QUOTED PASSAGE

****************************************

Cross-Modal Retrieval:
  top1: 0.1638
  top5: 0.3678
  top10: 0.4713
  MRR: 0.2693

Cross-Modal Reconstruction:
  R2: -0.0153

Temporal Order Verification:
  accuracy: 0.4540
  f1: 0.5400

Multimodal Synchronization Detection:
  accuracy: 0.5159
  f1: 0.5052

How To Read These Results

Low scores are useful here. They show which tasks are not learnable from this one chronological sample with this minimal model.

The strongest signal is Cross-Modal Retrieval: motion/IMU/camera/audio features can retrieve the matching depth/video window better than random. That means the modalities are synchronized and contain shared temporal structure.

The weakest supervised timeline tasks are weak mainly because of the split. The last 30% of a single ordered episode contains actions/subtasks not present in the first 70%, so a classifier trained on the first part cannot predict labels it never saw.

For serious research, keep the same task code but change the dataset unit:

many episodes -> train episodes -> test unseen episodes

For single-episode learning, these tasks are best used as:

data pipeline tests
modality ablations
label-alignment checks
self-supervised retrieval experiments
debugging templates before scaling to many episodes

****************************************

WRITTEN TASK 1
Retype the passage from the evaluation results, starting with "How To Read" and going on through "it never saw.".
WRITTEN TASK 2
Echo the lines of the records starting with the line with "of the postmark" and going on through the last line of the records.

****************************************

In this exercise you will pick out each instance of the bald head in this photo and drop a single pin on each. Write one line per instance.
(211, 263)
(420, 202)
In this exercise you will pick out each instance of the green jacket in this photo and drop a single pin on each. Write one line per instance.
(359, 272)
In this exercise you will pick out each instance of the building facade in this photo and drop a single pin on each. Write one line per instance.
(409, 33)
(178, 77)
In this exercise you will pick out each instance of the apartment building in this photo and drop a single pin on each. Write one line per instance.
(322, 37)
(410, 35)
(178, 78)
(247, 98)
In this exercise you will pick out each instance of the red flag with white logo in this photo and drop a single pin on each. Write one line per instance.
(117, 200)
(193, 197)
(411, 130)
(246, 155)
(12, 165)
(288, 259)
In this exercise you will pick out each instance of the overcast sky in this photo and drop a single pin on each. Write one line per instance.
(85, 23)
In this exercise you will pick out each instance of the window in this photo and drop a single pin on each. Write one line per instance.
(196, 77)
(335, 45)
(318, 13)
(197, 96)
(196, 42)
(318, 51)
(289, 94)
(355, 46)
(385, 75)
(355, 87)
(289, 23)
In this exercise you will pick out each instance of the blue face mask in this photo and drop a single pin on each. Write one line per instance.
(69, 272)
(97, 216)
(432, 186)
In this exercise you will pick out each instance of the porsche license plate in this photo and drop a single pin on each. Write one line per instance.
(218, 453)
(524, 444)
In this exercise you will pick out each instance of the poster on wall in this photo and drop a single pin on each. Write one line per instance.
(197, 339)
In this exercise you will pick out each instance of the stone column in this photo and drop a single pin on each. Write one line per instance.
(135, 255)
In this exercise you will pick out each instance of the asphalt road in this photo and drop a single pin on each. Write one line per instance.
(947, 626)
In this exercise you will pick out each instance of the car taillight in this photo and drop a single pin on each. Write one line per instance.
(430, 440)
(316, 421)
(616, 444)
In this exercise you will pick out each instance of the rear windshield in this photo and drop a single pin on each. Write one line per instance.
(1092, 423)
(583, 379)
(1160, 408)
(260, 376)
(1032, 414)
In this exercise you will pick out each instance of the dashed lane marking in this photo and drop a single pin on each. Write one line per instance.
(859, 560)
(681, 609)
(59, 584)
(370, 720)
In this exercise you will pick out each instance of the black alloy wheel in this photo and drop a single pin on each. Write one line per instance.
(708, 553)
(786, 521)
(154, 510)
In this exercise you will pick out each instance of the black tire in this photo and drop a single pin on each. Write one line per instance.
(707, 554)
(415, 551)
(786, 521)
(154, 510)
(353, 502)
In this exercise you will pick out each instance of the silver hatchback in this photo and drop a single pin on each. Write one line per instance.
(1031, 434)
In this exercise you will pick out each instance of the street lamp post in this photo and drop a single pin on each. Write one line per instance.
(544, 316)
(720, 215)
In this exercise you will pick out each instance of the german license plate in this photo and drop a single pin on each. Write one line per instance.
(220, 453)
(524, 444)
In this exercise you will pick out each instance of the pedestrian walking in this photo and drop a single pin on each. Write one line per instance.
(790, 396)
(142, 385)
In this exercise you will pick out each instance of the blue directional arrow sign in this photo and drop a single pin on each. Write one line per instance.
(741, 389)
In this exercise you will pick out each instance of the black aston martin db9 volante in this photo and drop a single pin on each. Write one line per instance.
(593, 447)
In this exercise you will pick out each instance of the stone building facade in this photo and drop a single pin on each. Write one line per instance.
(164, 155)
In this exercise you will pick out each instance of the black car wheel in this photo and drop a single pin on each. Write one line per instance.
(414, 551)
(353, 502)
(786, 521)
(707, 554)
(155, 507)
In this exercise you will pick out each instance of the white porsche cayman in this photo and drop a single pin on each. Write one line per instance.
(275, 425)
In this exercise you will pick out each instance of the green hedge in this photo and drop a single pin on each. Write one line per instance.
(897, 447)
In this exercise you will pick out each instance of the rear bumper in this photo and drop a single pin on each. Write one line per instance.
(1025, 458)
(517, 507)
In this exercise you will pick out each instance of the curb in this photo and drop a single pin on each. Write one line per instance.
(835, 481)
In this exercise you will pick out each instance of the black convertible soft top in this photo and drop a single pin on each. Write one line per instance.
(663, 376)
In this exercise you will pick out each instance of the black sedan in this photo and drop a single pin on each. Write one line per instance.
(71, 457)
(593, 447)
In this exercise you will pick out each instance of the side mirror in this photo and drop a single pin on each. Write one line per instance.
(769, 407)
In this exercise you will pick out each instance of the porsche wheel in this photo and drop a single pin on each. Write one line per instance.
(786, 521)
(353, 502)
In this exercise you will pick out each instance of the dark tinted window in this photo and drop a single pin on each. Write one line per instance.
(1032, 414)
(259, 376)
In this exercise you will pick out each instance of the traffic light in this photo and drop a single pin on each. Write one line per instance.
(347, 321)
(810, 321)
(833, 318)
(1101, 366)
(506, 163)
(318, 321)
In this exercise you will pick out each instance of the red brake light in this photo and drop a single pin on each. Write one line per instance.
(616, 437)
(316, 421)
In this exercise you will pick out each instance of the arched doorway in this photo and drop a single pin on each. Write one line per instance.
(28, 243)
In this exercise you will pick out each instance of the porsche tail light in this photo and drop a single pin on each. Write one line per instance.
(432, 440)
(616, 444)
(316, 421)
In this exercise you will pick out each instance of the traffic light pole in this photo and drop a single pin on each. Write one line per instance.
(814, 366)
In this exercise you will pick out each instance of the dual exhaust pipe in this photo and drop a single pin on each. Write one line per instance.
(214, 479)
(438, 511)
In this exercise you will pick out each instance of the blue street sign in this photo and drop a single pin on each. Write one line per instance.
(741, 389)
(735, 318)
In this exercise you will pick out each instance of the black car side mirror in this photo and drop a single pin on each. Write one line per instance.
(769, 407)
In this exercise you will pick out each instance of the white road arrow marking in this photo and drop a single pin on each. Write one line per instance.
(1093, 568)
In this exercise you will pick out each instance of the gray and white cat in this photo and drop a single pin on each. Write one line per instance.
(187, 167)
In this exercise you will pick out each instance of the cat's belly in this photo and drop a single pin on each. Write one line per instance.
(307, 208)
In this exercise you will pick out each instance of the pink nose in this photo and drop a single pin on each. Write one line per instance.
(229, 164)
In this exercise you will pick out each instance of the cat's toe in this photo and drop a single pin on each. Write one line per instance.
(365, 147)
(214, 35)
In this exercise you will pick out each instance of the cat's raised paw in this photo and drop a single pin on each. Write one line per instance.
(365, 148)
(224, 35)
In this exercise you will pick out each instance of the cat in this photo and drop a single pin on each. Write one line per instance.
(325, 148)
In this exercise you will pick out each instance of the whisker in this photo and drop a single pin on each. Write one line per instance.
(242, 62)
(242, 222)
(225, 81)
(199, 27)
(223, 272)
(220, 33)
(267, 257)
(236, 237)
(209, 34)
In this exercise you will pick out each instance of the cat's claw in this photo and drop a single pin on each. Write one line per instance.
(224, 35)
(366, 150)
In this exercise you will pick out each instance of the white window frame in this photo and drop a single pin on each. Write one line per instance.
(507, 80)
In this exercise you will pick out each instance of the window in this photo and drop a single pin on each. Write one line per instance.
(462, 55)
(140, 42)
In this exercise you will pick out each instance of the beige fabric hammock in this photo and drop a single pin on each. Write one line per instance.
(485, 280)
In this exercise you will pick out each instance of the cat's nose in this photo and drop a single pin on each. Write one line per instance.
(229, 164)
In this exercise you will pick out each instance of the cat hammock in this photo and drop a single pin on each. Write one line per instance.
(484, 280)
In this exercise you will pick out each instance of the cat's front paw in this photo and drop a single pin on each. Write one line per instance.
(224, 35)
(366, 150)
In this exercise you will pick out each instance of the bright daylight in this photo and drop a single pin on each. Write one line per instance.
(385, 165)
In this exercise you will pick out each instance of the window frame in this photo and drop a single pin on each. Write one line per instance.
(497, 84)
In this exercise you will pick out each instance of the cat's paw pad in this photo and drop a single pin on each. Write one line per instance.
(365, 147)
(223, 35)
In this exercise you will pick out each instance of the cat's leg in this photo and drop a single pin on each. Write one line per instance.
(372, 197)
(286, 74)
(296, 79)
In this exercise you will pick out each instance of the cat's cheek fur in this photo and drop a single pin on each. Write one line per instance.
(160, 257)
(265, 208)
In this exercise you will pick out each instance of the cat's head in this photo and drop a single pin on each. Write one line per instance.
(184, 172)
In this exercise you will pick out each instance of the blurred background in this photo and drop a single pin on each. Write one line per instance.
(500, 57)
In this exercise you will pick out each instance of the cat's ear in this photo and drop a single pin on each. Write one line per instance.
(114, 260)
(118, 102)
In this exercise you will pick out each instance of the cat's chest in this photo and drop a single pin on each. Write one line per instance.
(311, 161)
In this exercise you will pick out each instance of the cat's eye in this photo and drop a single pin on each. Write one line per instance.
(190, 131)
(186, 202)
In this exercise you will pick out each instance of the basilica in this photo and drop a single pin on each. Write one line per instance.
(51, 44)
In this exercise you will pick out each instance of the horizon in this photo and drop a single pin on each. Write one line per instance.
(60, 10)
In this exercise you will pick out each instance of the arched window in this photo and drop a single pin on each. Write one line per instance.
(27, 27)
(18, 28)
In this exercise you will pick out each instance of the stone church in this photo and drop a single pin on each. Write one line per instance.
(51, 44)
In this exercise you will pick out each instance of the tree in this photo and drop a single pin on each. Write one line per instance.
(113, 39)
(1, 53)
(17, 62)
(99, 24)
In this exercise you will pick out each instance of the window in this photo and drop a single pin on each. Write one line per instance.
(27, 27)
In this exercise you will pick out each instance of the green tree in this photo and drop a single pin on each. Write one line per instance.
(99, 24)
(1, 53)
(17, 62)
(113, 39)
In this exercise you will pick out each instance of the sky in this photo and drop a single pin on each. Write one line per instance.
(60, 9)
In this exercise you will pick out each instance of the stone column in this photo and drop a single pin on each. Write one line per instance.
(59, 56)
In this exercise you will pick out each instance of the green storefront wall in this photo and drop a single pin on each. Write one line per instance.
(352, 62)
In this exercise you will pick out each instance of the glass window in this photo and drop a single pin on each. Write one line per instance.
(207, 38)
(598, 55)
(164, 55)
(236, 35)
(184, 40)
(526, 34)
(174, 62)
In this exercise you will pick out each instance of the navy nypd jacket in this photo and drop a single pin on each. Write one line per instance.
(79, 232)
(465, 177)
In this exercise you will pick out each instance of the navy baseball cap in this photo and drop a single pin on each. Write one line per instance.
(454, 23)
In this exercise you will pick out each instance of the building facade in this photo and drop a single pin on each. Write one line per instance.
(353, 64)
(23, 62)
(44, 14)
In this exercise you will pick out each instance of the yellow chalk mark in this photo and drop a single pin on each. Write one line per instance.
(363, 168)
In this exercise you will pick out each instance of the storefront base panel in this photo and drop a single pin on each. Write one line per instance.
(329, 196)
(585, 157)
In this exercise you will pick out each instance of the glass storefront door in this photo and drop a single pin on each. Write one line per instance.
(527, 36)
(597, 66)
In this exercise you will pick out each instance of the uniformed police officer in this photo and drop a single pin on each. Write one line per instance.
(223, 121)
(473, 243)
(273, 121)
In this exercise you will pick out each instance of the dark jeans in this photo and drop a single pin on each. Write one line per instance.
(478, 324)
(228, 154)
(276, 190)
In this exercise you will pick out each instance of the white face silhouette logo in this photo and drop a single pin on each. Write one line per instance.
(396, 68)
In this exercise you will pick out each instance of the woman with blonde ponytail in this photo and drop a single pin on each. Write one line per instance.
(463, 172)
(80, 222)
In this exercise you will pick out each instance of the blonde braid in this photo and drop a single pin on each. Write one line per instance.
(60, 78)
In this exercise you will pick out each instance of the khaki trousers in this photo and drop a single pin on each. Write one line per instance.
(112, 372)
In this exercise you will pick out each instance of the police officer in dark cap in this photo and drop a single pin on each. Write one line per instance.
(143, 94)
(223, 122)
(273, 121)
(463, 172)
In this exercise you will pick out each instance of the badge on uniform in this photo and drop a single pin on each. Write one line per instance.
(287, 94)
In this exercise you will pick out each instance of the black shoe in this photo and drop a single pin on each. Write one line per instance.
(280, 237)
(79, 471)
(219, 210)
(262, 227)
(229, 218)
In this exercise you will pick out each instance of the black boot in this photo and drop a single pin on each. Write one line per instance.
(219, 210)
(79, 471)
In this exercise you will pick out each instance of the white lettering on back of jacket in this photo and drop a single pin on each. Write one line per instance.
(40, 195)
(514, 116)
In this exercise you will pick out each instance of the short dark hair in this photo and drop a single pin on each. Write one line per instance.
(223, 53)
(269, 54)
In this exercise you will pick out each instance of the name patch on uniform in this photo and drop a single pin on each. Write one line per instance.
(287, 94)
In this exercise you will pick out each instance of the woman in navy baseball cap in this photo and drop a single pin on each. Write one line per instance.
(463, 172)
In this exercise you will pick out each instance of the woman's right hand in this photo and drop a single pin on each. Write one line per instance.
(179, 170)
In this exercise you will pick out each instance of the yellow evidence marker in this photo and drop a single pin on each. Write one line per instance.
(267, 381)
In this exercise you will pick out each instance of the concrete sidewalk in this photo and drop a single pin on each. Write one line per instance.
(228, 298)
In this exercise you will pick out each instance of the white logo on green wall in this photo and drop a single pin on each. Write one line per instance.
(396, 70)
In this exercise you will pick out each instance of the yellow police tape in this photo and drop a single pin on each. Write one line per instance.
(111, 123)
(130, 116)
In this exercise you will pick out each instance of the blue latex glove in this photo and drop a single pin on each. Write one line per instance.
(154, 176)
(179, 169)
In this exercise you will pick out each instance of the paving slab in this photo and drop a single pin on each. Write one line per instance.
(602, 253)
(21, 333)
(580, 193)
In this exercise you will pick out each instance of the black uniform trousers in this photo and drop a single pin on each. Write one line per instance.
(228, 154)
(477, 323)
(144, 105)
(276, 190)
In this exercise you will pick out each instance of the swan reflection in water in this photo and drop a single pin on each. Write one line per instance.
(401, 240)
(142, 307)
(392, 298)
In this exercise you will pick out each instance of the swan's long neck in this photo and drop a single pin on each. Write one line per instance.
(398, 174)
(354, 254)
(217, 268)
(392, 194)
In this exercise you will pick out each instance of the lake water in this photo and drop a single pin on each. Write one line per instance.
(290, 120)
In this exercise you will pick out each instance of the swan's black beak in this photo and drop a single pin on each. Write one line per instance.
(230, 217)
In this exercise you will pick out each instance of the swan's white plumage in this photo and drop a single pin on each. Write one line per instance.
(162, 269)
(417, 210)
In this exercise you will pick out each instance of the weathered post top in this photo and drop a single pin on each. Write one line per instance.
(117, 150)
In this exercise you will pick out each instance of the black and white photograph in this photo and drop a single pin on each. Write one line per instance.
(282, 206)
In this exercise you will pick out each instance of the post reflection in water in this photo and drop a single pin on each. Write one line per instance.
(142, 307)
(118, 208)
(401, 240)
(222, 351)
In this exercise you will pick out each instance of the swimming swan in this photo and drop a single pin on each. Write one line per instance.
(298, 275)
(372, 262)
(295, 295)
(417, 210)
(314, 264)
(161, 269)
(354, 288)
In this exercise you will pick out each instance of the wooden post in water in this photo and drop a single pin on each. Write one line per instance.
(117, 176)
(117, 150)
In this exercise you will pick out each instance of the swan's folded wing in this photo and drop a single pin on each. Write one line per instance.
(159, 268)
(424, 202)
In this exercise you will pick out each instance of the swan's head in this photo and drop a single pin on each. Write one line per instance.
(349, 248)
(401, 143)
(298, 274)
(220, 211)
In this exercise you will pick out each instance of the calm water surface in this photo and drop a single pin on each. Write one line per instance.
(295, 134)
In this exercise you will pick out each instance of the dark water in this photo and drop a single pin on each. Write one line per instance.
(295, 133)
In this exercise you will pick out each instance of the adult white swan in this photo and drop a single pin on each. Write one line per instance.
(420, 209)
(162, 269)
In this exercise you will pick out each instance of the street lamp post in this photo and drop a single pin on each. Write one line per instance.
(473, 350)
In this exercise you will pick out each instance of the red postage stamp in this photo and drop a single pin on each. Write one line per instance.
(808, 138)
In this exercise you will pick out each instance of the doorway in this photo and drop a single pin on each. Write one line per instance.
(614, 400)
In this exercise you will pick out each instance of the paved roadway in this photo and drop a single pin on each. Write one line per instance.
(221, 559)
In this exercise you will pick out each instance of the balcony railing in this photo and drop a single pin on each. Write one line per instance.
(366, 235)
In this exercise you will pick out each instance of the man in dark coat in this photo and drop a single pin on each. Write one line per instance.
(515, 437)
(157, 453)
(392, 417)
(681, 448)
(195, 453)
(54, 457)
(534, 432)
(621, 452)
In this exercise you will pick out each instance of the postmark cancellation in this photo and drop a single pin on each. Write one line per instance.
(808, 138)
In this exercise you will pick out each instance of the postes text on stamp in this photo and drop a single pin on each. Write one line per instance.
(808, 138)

****************************************

FULL OUTPUT 1
How To Read These Results

Low scores are useful here. They show which tasks are not learnable from this one chronological sample with this minimal model.

The strongest signal is Cross-Modal Retrieval: motion/IMU/camera/audio features can retrieve the matching depth/video window better than random. That means the modalities are synchronized and contain shared temporal structure.

The weakest supervised timeline tasks are weak mainly because of the split. The last 30% of a single ordered episode contains actions/subtasks not present in the first 70%, so a classifier trained on the first part cannot predict labels it never saw.

FULL OUTPUT 2
In this exercise you will pick out each instance of the postmark cancellation in this photo and drop a single pin on each. Write one line per instance.
(808, 138)
In this exercise you will pick out each instance of the postes text on stamp in this photo and drop a single pin on each. Write one line per instance.
(808, 138)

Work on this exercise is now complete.